__Information given__.
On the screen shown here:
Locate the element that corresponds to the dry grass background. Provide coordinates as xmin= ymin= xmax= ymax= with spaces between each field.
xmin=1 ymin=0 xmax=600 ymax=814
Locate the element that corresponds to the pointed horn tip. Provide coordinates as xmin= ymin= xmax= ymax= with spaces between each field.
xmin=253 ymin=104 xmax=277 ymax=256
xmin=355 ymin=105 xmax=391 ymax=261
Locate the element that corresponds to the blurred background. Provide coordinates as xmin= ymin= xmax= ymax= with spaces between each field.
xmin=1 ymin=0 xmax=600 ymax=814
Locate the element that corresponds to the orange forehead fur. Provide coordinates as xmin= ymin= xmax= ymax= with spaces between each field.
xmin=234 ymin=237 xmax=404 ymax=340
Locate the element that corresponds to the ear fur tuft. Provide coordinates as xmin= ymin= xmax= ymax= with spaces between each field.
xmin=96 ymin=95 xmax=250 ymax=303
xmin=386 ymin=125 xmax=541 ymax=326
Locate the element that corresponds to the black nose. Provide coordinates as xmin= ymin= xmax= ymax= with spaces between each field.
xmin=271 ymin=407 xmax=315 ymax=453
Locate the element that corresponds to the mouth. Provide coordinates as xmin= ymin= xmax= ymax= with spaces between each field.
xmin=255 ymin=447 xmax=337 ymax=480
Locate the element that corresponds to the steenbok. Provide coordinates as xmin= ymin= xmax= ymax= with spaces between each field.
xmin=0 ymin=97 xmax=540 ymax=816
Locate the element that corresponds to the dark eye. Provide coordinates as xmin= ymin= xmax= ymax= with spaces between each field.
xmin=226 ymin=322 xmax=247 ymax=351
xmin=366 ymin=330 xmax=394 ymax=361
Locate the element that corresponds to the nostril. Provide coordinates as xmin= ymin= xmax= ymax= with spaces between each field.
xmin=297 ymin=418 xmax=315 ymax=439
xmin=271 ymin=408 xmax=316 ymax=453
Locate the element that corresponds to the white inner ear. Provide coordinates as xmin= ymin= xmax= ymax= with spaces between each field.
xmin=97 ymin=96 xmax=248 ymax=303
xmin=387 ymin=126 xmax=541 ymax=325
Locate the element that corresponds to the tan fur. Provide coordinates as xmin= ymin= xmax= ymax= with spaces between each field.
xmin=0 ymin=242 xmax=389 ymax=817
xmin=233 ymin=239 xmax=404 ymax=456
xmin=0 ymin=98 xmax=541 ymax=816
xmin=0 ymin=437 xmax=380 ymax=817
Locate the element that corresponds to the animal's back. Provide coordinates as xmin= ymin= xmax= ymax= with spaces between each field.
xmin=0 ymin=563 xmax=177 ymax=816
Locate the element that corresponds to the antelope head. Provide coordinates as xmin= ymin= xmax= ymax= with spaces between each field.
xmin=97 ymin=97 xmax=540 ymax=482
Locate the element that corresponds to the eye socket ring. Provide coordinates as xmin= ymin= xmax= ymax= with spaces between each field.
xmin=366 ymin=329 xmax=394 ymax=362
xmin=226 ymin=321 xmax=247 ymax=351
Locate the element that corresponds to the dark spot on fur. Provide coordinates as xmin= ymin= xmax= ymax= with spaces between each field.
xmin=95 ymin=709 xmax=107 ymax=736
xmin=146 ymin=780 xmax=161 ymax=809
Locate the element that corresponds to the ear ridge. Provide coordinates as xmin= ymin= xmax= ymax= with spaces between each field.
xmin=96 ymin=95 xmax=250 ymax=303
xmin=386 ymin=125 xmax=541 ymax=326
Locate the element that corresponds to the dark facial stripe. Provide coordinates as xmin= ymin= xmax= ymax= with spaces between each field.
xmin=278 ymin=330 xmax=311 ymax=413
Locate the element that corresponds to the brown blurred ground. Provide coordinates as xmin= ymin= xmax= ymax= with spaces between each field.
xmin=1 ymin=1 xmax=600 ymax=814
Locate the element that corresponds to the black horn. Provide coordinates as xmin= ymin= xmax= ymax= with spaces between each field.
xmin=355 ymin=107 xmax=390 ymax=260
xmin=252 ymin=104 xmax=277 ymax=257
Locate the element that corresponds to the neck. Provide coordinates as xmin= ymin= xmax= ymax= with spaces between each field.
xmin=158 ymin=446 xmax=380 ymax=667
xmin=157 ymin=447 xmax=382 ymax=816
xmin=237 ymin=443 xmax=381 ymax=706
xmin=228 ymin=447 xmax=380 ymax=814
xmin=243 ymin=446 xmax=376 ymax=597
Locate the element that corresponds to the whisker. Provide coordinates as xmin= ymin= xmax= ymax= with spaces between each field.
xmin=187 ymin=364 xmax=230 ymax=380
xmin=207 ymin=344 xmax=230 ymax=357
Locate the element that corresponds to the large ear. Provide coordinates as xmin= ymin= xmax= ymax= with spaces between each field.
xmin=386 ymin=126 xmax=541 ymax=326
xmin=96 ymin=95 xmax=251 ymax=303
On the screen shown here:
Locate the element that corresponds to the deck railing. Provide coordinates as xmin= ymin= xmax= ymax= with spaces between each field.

__Your task__.
The records shown above are to be retyped exactly, with none omitted.

__Your solution__.
On the screen shown here:
Locate the element that corresponds to the dry grass background. Provide coordinates as xmin= ymin= xmax= ymax= with spaces between each field.
xmin=1 ymin=0 xmax=600 ymax=814
Locate the element that corresponds to the pointed horn tip. Provide coordinates as xmin= ymin= xmax= ymax= with spaces between each field.
xmin=253 ymin=104 xmax=277 ymax=256
xmin=355 ymin=105 xmax=391 ymax=261
Locate the element that corresponds to the blurred background. Provide coordinates as xmin= ymin= xmax= ymax= with spaces between each field.
xmin=1 ymin=0 xmax=600 ymax=814
Locate the element that corresponds to the orange forehead fur. Provide coordinates as xmin= ymin= xmax= ymax= with spaces between each field.
xmin=234 ymin=237 xmax=404 ymax=340
Locate the element that corresponds to the ear fur tuft. Provide coordinates as xmin= ymin= xmax= ymax= with spaces between each field.
xmin=96 ymin=95 xmax=250 ymax=303
xmin=386 ymin=125 xmax=541 ymax=326
Locate the element that corresponds to the black nose. Provide coordinates as xmin= ymin= xmax= ymax= with spaces between each field.
xmin=271 ymin=407 xmax=315 ymax=453
Locate the element that corresponds to the mouth. Provide coordinates as xmin= ymin= xmax= ymax= with spaces between each field.
xmin=255 ymin=447 xmax=337 ymax=480
Locate the element that corresponds to the steenbok. Provide coordinates as xmin= ymin= xmax= ymax= with spaces between each field.
xmin=0 ymin=97 xmax=540 ymax=816
Locate the element that corresponds to the dark eye. Provide coordinates as xmin= ymin= xmax= ymax= with spaces between each field.
xmin=226 ymin=322 xmax=247 ymax=351
xmin=366 ymin=330 xmax=394 ymax=361
Locate the element that corresponds to the nostril. Provide coordinates as xmin= ymin= xmax= ymax= with spaces between each field.
xmin=297 ymin=418 xmax=315 ymax=439
xmin=271 ymin=408 xmax=316 ymax=453
Locate the element that corresponds to the white inner ear. Provide coordinates as xmin= ymin= xmax= ymax= with spaces between each field.
xmin=97 ymin=96 xmax=248 ymax=303
xmin=387 ymin=126 xmax=541 ymax=325
Locate the element that corresponds to the tan fur. Provide coordinates as xmin= ymin= xmax= ymax= with spaces between each field.
xmin=0 ymin=242 xmax=389 ymax=817
xmin=233 ymin=239 xmax=404 ymax=456
xmin=0 ymin=98 xmax=541 ymax=816
xmin=0 ymin=437 xmax=380 ymax=817
Locate the element that corresponds to the animal's back. Provide coordinates as xmin= ymin= xmax= ymax= with spaces between each field.
xmin=0 ymin=563 xmax=177 ymax=816
Locate the element that corresponds to the antelope head. Provide coordinates as xmin= ymin= xmax= ymax= with spaces between each field.
xmin=97 ymin=97 xmax=540 ymax=482
Locate the element that corresponds to the eye socket ring. Provide coordinates as xmin= ymin= xmax= ymax= with spaces between each field.
xmin=366 ymin=329 xmax=394 ymax=362
xmin=226 ymin=321 xmax=247 ymax=351
Locate the element that corresponds to the dark spot on fur. Provide coordinates as xmin= ymin= xmax= ymax= with spaces between each field.
xmin=95 ymin=709 xmax=107 ymax=736
xmin=146 ymin=780 xmax=161 ymax=809
Locate the element that corresponds to the ear ridge. Provide coordinates as xmin= ymin= xmax= ymax= with spaces between each field.
xmin=96 ymin=95 xmax=250 ymax=303
xmin=386 ymin=125 xmax=541 ymax=326
Locate the element that corresponds to the dark facial stripe. Provide coordinates as xmin= ymin= xmax= ymax= with spaces between each field.
xmin=278 ymin=330 xmax=311 ymax=413
Locate the element that corresponds to the brown blurred ground. Provide coordinates as xmin= ymin= xmax= ymax= with spaces between each field.
xmin=1 ymin=1 xmax=600 ymax=814
Locate the element that corresponds to the black horn. Provide coordinates as xmin= ymin= xmax= ymax= with spaces between each field.
xmin=355 ymin=107 xmax=390 ymax=260
xmin=252 ymin=104 xmax=277 ymax=257
Locate the element that corresponds to the neck. Provide coordinates as xmin= ymin= xmax= ymax= with spaces between each field.
xmin=158 ymin=446 xmax=380 ymax=667
xmin=157 ymin=447 xmax=382 ymax=816
xmin=237 ymin=443 xmax=381 ymax=706
xmin=228 ymin=447 xmax=380 ymax=814
xmin=243 ymin=446 xmax=376 ymax=597
Locate the element that corresponds to the whisker. Provide coordinates as xmin= ymin= xmax= ymax= with spaces between each field.
xmin=187 ymin=364 xmax=230 ymax=380
xmin=207 ymin=344 xmax=230 ymax=357
Locate the element that corresponds to the large ear. Provide coordinates as xmin= ymin= xmax= ymax= with spaces between each field.
xmin=386 ymin=126 xmax=541 ymax=326
xmin=96 ymin=95 xmax=251 ymax=303
On the screen shown here:
Locate the element that corresponds to the deck railing. Provide coordinates as xmin= ymin= xmax= ymax= with spaces between each field.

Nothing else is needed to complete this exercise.